[Records to process start]

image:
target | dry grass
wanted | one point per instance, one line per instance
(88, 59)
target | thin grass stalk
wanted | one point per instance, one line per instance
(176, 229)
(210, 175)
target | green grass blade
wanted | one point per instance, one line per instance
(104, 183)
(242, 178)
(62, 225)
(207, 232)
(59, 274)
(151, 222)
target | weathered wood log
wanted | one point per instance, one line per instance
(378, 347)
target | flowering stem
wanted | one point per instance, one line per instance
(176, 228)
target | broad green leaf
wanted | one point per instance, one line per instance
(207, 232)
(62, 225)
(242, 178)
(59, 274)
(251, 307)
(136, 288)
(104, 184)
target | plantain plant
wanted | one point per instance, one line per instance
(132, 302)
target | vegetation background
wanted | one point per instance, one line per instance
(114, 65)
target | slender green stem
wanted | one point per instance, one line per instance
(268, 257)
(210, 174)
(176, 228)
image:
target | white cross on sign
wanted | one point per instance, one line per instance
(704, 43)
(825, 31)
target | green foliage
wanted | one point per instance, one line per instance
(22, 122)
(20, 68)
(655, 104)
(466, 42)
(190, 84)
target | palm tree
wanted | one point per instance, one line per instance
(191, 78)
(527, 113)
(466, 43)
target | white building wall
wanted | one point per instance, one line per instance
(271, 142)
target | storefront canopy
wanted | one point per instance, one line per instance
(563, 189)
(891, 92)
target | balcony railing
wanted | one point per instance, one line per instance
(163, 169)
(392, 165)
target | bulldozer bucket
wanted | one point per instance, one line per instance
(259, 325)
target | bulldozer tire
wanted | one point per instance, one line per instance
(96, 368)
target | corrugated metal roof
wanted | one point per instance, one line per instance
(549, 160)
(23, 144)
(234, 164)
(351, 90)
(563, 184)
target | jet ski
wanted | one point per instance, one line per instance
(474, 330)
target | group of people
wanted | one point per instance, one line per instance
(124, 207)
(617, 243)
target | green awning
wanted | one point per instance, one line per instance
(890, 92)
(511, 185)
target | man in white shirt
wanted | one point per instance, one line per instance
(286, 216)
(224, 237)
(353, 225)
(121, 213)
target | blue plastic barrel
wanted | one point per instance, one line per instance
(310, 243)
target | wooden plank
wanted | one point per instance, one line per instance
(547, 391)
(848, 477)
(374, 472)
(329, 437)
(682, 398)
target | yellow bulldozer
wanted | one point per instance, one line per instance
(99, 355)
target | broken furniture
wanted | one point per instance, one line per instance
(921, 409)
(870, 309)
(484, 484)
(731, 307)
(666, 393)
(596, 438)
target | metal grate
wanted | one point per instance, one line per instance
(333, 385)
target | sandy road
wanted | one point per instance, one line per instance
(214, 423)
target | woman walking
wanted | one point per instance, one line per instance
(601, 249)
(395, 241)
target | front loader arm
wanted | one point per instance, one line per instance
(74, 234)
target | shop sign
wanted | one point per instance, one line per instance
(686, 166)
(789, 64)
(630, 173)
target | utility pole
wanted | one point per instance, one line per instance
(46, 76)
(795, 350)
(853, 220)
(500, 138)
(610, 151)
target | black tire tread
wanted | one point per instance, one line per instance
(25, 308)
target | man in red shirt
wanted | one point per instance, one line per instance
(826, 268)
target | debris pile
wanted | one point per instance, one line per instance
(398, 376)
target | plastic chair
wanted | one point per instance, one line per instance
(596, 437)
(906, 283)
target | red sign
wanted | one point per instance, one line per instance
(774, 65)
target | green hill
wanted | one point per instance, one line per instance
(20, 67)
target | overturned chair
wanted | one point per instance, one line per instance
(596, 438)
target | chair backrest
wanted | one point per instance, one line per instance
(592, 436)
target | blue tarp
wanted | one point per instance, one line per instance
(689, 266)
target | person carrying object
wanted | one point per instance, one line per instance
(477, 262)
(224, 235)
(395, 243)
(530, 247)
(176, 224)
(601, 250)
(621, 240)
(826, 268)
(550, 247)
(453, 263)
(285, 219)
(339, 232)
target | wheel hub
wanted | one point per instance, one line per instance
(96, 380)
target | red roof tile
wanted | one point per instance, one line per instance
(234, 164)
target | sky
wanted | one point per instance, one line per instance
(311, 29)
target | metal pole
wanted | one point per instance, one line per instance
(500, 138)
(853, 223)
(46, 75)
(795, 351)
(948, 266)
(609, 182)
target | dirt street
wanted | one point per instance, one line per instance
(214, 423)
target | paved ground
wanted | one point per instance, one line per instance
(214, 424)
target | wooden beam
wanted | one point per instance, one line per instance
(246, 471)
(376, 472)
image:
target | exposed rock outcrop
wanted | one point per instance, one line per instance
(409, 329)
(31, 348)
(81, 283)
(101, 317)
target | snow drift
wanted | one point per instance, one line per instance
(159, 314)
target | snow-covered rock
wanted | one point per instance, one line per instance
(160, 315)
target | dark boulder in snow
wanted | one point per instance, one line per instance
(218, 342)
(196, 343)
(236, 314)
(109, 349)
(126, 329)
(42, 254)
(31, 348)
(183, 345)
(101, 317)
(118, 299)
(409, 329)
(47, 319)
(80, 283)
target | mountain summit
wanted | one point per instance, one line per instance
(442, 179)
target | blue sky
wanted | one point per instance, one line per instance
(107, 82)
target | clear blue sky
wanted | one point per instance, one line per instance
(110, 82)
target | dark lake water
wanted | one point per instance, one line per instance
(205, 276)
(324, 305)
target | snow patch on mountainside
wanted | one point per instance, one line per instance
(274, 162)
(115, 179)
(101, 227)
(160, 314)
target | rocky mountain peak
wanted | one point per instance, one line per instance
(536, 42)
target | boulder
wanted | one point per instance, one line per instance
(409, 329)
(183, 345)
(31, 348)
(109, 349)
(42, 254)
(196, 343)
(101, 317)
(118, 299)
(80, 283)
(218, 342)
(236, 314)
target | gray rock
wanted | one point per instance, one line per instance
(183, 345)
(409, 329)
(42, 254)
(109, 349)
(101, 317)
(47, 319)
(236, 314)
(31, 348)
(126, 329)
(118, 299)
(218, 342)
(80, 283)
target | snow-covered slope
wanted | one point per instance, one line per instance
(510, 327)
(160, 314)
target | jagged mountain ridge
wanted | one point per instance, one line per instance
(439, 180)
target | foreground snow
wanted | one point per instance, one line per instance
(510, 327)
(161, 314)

[Records to process end]

● Your instructions: Go through the records and print each one exactly.

● The response:
image:
target | dry grass
wanted | one point per instance, one line per instance
(88, 59)
target | thin grass stalk
wanted | one point per instance, one line per instance
(176, 229)
(210, 175)
target | green grass blade
wanted | one point per instance, one line per instance
(104, 183)
(242, 178)
(62, 225)
(207, 232)
(59, 274)
(151, 222)
target | weathered wood log
wanted | one point per instance, one line per instance
(378, 347)
target | flowering stem
wanted | one point per instance, one line per instance
(176, 228)
target | broad green leaf
wanted | one point per instance, one line per instance
(207, 232)
(62, 225)
(242, 178)
(59, 274)
(251, 307)
(136, 288)
(104, 184)
target | plantain plant
wanted | one point per instance, one line per instance
(132, 302)
target | vegetation background
wanted | one point per instance, one line per instance
(114, 65)
target | slender green stem
wanted | one point per instance, one line per instance
(268, 257)
(210, 174)
(176, 228)
image:
target | white cross on sign
wanted | one point per instance, one line per instance
(704, 43)
(825, 31)
target | green foliage
wanted | one point per instance, one line per instance
(22, 122)
(20, 68)
(655, 104)
(466, 42)
(190, 84)
target | palm tree
wanted | one point per instance, one line per instance
(191, 78)
(527, 113)
(466, 43)
target | white building wall
wanted | one point per instance, one line per instance
(271, 142)
target | storefront canopy
wanted | one point per instance, one line per instance
(563, 189)
(891, 92)
target | balcony railing
wanted | one point per instance, one line per instance
(163, 169)
(392, 165)
target | bulldozer bucket
wanted | one point per instance, one line per instance
(259, 325)
target | bulldozer tire
wanted | one point per instance, one line per instance
(96, 368)
target | corrugated metal roof
wanted | one point per instance, one line per instance
(549, 160)
(23, 144)
(234, 164)
(351, 90)
(563, 184)
target | jet ski
wanted | one point per instance, one line per instance
(474, 330)
target | group of people
wanted | one point per instance, one line per instance
(124, 207)
(617, 243)
target | green awning
wanted | one point per instance, one line per instance
(890, 92)
(511, 185)
target | man in white shirt
wanted | one point per instance, one line per instance
(286, 216)
(224, 237)
(353, 225)
(121, 213)
target | blue plastic barrel
wanted | one point per instance, one line per instance
(310, 243)
target | wooden plank
wanted | one point per instance, one line per instance
(547, 391)
(848, 477)
(374, 472)
(329, 437)
(682, 398)
target | yellow bulldozer
wanted | one point per instance, one line per instance
(99, 355)
target | broken furniture
wanted | one point per instance, one line per instance
(921, 409)
(870, 309)
(484, 484)
(731, 307)
(666, 393)
(596, 438)
target | metal grate
wanted | one point per instance, one line per instance
(333, 385)
target | sandy road
wanted | one point per instance, one line per instance
(214, 423)
target | woman walking
wanted | one point per instance, one line per instance
(601, 249)
(395, 241)
target | front loader arm
wanted | one point per instance, one line per instance
(74, 234)
target | shop sign
wanted | one point per instance, one line per instance
(686, 166)
(789, 64)
(630, 173)
target | utility pole
wanted | one point per instance, one line per instance
(46, 76)
(795, 350)
(853, 220)
(500, 138)
(610, 151)
target | black tire tread
wanted | one point per instance, one line per instance
(25, 308)
target | man in red shirt
wanted | one point per instance, one line per instance
(826, 268)
target | debris pile
wanted | one point per instance, one line per instance
(398, 376)
target | plastic chair
wanted | one point per instance, one line per instance
(596, 437)
(906, 283)
target | red sign
wanted | one point per instance, one line per instance
(774, 65)
target | green hill
wanted | one point per instance, one line per instance
(20, 67)
target | overturned chair
wanted | one point per instance, one line per instance
(596, 438)
target | chair backrest
wanted | one point per instance, one line per instance
(592, 436)
target | blue tarp
wanted | one point per instance, one line per instance
(689, 266)
target | person carrying object
wanted | one point per instance, one line per instance
(477, 262)
(224, 235)
(395, 243)
(530, 247)
(176, 224)
(601, 250)
(621, 240)
(826, 268)
(550, 247)
(453, 263)
(285, 219)
(339, 232)
target | wheel hub
wanted | one point per instance, one line per instance
(96, 380)
target | red roof tile
wanted | one point per instance, one line per instance
(234, 164)
target | sky
wanted | one point per instance, one line per instance
(311, 29)
target | metal pole
wanted | one point per instance, one line per instance
(500, 138)
(853, 223)
(46, 75)
(795, 351)
(948, 266)
(609, 182)
target | dirt street
wanted | one point per instance, one line per instance
(214, 423)
target | paved ground
wanted | one point per instance, one line per instance
(214, 424)
target | wooden beam
wanted | one point per instance, one line per instance
(246, 471)
(376, 472)
image:
target | exposed rock outcrop
wanted | one point per instance, one line per instance
(409, 329)
(31, 348)
(81, 283)
(101, 317)
target | snow drift
wanted | one point per instance, one line per instance
(159, 314)
target | snow-covered rock
wanted | one point per instance, one line per instance
(160, 315)
target | dark boulder in snow
wanted | one point per instance, one line per instance
(218, 342)
(196, 343)
(236, 314)
(109, 349)
(126, 329)
(42, 254)
(31, 348)
(183, 345)
(101, 317)
(118, 299)
(409, 329)
(47, 319)
(80, 283)
target | mountain summit
wanted | one point per instance, one line per instance
(442, 179)
target | blue sky
wanted | one point per instance, one line per instance
(107, 82)
target | clear blue sky
wanted | one point per instance, one line per instance
(110, 82)
target | dark lake water
wanted | one point per instance, one line per instance
(205, 276)
(324, 305)
target | snow patch on mountainside
wanted | one point per instance, one line per instance
(274, 162)
(115, 179)
(101, 227)
(160, 314)
target | rocky mountain peak
wanted | one point per instance, one line per instance
(536, 42)
target | boulder
wanted | one point per instance, one line per instance
(409, 329)
(183, 345)
(31, 348)
(109, 349)
(42, 254)
(196, 343)
(101, 317)
(118, 299)
(80, 283)
(218, 342)
(236, 314)
target | gray rock
wanted | one point per instance, one line per instance
(183, 345)
(409, 329)
(42, 254)
(109, 349)
(101, 317)
(47, 319)
(236, 314)
(31, 348)
(126, 329)
(118, 299)
(218, 342)
(80, 283)
target | snow-covered slope
wanted | one point per instance, one line per instance
(510, 327)
(160, 314)
target | jagged mountain ridge
wanted | one point per instance, one line per instance
(439, 180)
target | foreground snow
wanted | one point per instance, one line per instance
(510, 327)
(161, 314)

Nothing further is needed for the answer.